■ Stored data
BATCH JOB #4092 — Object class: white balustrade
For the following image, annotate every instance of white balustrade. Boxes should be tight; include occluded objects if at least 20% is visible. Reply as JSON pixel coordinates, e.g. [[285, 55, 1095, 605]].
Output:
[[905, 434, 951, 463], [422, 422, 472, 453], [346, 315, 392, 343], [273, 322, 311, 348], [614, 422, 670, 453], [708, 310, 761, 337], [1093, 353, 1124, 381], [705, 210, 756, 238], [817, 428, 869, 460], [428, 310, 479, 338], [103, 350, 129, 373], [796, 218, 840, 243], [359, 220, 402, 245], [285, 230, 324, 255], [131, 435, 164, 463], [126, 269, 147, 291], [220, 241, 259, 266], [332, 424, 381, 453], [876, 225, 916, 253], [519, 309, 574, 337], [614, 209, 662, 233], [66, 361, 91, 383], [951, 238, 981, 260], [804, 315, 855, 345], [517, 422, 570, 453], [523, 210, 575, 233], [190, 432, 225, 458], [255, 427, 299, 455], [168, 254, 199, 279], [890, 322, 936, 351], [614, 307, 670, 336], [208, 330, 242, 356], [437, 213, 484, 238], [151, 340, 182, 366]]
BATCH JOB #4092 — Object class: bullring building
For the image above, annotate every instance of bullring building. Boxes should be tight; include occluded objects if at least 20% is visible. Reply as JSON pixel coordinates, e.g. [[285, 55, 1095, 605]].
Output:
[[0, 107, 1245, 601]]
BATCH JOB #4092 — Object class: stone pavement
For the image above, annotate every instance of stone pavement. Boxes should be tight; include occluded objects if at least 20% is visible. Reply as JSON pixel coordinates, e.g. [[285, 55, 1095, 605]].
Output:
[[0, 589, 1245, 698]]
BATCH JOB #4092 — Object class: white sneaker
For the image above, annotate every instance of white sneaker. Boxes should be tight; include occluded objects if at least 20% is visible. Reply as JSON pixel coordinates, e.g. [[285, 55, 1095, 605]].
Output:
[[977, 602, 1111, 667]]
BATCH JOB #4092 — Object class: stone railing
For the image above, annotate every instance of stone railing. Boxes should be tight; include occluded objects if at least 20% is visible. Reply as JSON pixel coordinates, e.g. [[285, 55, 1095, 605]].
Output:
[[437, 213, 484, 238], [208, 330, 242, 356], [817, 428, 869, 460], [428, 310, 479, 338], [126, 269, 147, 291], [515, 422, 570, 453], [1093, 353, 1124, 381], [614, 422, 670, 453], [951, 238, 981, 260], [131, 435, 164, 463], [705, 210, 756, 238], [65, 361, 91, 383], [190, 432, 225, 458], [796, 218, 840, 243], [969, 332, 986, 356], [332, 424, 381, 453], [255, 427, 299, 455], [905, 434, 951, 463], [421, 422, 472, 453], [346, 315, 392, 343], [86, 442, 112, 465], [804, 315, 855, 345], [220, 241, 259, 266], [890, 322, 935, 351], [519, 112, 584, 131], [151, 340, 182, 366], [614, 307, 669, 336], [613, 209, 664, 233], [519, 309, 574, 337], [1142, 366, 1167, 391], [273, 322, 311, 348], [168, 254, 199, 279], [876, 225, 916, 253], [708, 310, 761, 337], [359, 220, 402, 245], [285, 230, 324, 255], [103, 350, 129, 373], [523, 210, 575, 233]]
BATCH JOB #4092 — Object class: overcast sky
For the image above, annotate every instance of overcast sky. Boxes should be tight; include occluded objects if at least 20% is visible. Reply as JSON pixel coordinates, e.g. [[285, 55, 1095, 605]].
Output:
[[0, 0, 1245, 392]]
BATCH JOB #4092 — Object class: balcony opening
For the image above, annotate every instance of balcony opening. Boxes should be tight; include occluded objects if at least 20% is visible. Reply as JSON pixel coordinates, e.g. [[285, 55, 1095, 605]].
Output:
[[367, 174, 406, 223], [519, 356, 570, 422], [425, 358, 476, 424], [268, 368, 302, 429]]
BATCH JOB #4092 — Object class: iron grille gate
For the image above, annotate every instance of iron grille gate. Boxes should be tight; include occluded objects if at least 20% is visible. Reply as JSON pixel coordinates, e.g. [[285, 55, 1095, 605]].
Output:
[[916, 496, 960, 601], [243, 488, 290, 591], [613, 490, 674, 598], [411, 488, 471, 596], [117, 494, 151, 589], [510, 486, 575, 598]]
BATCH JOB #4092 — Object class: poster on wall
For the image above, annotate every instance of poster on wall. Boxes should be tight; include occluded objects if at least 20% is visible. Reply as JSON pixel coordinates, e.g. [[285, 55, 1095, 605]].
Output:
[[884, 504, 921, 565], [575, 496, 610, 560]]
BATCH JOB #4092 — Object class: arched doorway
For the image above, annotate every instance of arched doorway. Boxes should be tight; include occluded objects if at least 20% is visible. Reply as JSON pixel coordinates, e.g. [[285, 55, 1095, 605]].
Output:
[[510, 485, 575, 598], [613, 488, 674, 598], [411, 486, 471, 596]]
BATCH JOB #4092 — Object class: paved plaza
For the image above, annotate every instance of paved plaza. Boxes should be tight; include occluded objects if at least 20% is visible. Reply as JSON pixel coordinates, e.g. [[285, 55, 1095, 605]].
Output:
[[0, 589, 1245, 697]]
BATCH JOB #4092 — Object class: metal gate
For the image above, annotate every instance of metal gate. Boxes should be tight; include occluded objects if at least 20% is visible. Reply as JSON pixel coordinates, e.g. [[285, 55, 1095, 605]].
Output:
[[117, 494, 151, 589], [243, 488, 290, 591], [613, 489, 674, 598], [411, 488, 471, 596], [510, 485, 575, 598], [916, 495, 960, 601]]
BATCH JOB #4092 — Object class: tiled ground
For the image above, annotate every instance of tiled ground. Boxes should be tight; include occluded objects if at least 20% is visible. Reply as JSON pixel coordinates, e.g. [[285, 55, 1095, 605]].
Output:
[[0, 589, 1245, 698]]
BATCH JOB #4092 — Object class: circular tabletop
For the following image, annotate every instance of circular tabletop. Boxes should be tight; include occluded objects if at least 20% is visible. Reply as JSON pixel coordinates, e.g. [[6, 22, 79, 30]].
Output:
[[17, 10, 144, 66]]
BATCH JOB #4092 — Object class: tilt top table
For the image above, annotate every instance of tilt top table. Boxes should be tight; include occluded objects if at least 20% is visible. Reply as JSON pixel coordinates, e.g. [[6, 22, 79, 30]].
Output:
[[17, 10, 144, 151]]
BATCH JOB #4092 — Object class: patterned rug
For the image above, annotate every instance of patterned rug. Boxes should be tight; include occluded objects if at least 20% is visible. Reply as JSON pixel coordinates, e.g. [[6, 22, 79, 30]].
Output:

■ The problem
Revise the records above so that "Boxes should be tight" becomes "Boxes must be tight" in every place it occurs. Leave all other text unchanged.

■ Answer in full
BATCH JOB #4092 — Object class: white balustrade
For the following image, annotate every instance of white balustrade. Boxes must be tight; include occluded objects if at least 20% is visible. Reply as JSON pixel coordinates, e.g. [[285, 55, 1095, 605]].
Output:
[[905, 434, 951, 463], [422, 422, 472, 453], [346, 315, 392, 343], [273, 322, 311, 348], [614, 422, 670, 453], [708, 310, 761, 337], [1093, 353, 1124, 381], [705, 210, 756, 238], [817, 428, 869, 460], [428, 310, 479, 338], [103, 350, 129, 373], [796, 218, 840, 243], [359, 220, 402, 245], [285, 230, 324, 255], [131, 435, 164, 463], [126, 269, 147, 291], [220, 241, 259, 266], [332, 424, 381, 453], [876, 225, 916, 253], [519, 309, 574, 337], [614, 209, 662, 233], [66, 361, 91, 383], [951, 238, 981, 260], [804, 315, 855, 345], [517, 422, 570, 453], [523, 210, 575, 233], [190, 432, 225, 458], [255, 427, 299, 455], [168, 254, 199, 279], [890, 322, 936, 351], [614, 307, 670, 336], [208, 330, 242, 356], [437, 213, 484, 238], [151, 340, 182, 366]]
BATCH JOB #4092 — Object class: bullring building
For the image above, annotate every instance of bullring building. Boxes must be tight; include occluded objects if at least 20% is visible. Reply as JSON pixel coordinates, e.g. [[285, 55, 1095, 605]].
Output:
[[0, 107, 1245, 601]]
BATCH JOB #4092 — Object class: stone pavement
For the image above, annotate every instance of stone pavement. Boxes must be tight; include occluded objects if at least 20% is visible. Reply as JSON pixel coordinates, e.g. [[285, 55, 1095, 605]].
Output:
[[0, 589, 1245, 698]]
BATCH JOB #4092 — Object class: white sneaker
For the image above, annotate every instance of white sneaker. Boxes must be tight; include occluded objects if at least 20% is visible. Reply as JSON pixel coordinates, e.g. [[285, 55, 1095, 605]].
Output:
[[977, 602, 1111, 667]]
BATCH JOB #4092 — Object class: stone railing
For the image above, annotate every instance of stone railing. Boxes must be tight; include occluded objects if at least 20% is visible. Reply as JSON pixel coordinates, e.g. [[285, 55, 1095, 605]].
Output:
[[437, 213, 484, 238], [208, 330, 242, 356], [817, 428, 869, 460], [428, 310, 479, 338], [126, 269, 147, 291], [515, 422, 570, 453], [1093, 353, 1124, 381], [614, 422, 670, 453], [951, 238, 981, 260], [131, 435, 164, 463], [705, 210, 756, 238], [65, 361, 91, 383], [190, 432, 225, 458], [796, 218, 840, 243], [969, 332, 986, 356], [332, 424, 381, 453], [255, 427, 299, 455], [905, 434, 951, 463], [421, 422, 472, 453], [346, 315, 392, 343], [86, 442, 112, 465], [804, 315, 855, 345], [220, 241, 259, 266], [890, 322, 935, 351], [519, 112, 584, 131], [151, 340, 182, 366], [614, 307, 669, 336], [613, 209, 664, 233], [519, 309, 574, 337], [1142, 366, 1167, 391], [273, 322, 311, 348], [168, 254, 199, 279], [876, 225, 916, 253], [708, 310, 761, 337], [359, 220, 402, 245], [285, 230, 324, 255], [103, 350, 129, 373], [523, 210, 575, 233]]
BATCH JOB #4092 — Object class: overcast sky
For the image above, annotate every instance of overcast sky. Boxes must be tight; include occluded objects if at least 20% is visible. Reply as JSON pixel coordinates, e.g. [[285, 55, 1095, 605]].
Output:
[[0, 0, 1245, 392]]
BATCH JOB #4092 — Object class: balcony opening
For the image above, annotate every instance of balcony opening. Boxes must be tight; include occluded objects if at least 20% is visible. Reply as JSON pixel coordinates, e.g. [[285, 55, 1095, 605]].
Output:
[[367, 174, 406, 223], [519, 356, 570, 422], [425, 358, 476, 424], [268, 368, 302, 429]]
BATCH JOB #4092 — Object class: iron grille gate
For the image above, annotate every instance of iron grille gate. Boxes must be tight; include occluded objects if at least 20% is visible. Reply as JSON pixel coordinates, e.g. [[285, 55, 1095, 605]].
Output:
[[916, 496, 960, 601], [243, 488, 290, 591], [613, 490, 674, 598], [411, 488, 471, 596], [117, 494, 151, 589], [510, 486, 575, 598]]
BATCH JOB #4092 — Object class: poster on wall
For the image above, annotate every instance of poster on wall. Boxes must be tight; include occluded objects if at least 20% is visible. Reply as JSON pixel coordinates, e.g. [[285, 55, 1095, 605]].
Output:
[[884, 504, 921, 565], [575, 496, 610, 560]]
BATCH JOB #4092 — Object class: arched doorway
For the image above, annotate every instance of arched doorway. Boxes must be tight; include occluded objects if at least 20% is visible. Reply as JSON pixel coordinates, e.g. [[285, 55, 1095, 605]].
Output:
[[510, 485, 575, 598], [613, 488, 674, 598], [411, 486, 471, 596]]
BATCH JOB #4092 — Object class: paved plaza
For the image above, annotate every instance of paved plaza. Boxes must be tight; include occluded objects if at least 20% is visible. Reply as JSON pixel coordinates, e.g. [[285, 55, 1095, 605]].
Output:
[[0, 589, 1245, 697]]
BATCH JOB #4092 — Object class: metal gate
For the image above, annotate every instance of metal gate. Boxes must be tight; include occluded objects if at least 20% is visible. Reply as JSON pixel coordinates, e.g. [[285, 55, 1095, 605]].
Output:
[[117, 494, 151, 589], [243, 488, 290, 591], [613, 489, 674, 598], [411, 488, 471, 596], [510, 485, 575, 598], [916, 495, 960, 601]]
BATCH JOB #4092 — Object class: tiled ground
For the image above, annotate every instance of tiled ground. Boxes must be tight; include occluded objects if at least 20% is visible. Reply as JSON pixel coordinates, e.g. [[285, 55, 1095, 605]].
Output:
[[0, 589, 1245, 698]]
BATCH JOB #4092 — Object class: circular tabletop
For the following image, annotate every instance of circular tabletop. Boxes must be tight; include occluded objects if at least 20% is visible. Reply as JSON pixel coordinates, e.g. [[6, 22, 79, 30]].
Output:
[[17, 10, 144, 66]]
BATCH JOB #4092 — Object class: tilt top table
For the image above, annotate every instance of tilt top table. Boxes must be tight; include occluded objects if at least 20% is visible. Reply as JSON pixel coordinates, e.g. [[6, 22, 79, 30]].
Output:
[[17, 10, 144, 151]]
BATCH JOB #4092 — Object class: patterned rug
For the image above, annotate every instance of patterned rug. Boxes must be tight; include occluded objects if at least 20% is visible. Reply as JSON pixel coordinates, e.g. [[6, 22, 79, 30]].
Output:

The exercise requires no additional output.